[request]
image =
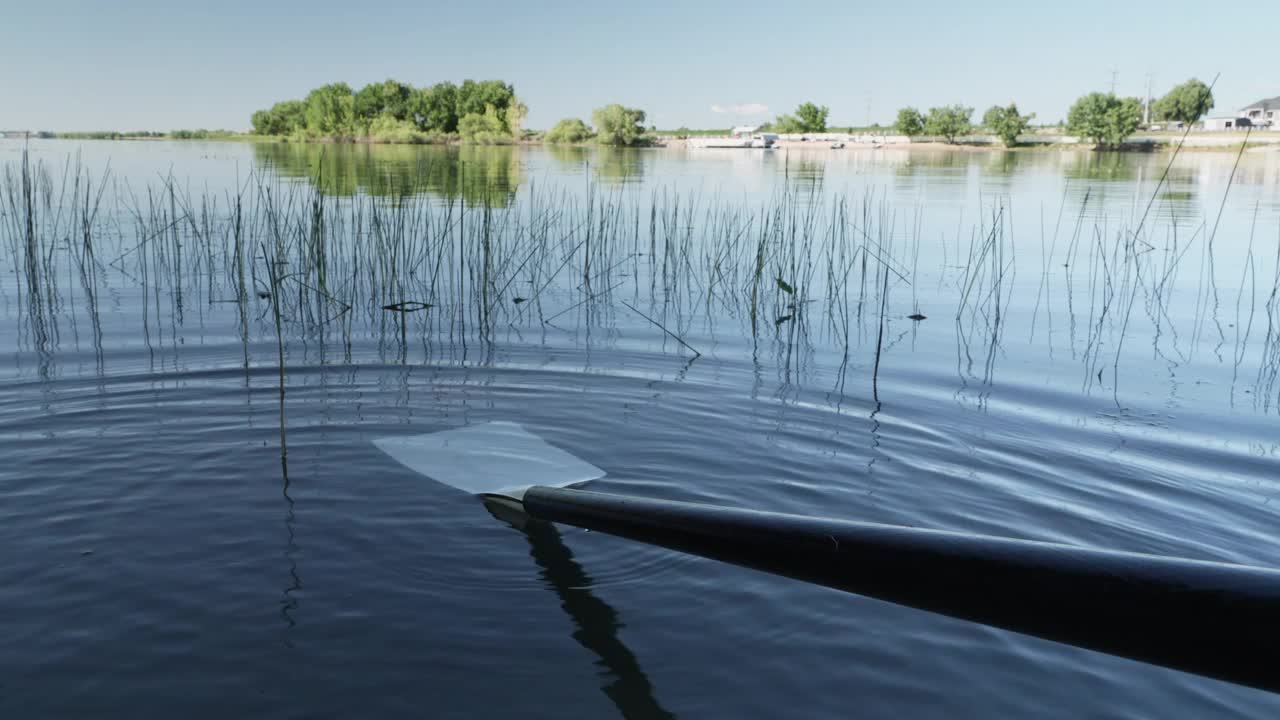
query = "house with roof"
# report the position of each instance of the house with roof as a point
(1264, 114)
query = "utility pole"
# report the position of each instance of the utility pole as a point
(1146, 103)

Work instruction:
Filter by the word "query": copy every line of the data that holds it.

Answer box:
query = "house with roof"
query = "utility pole"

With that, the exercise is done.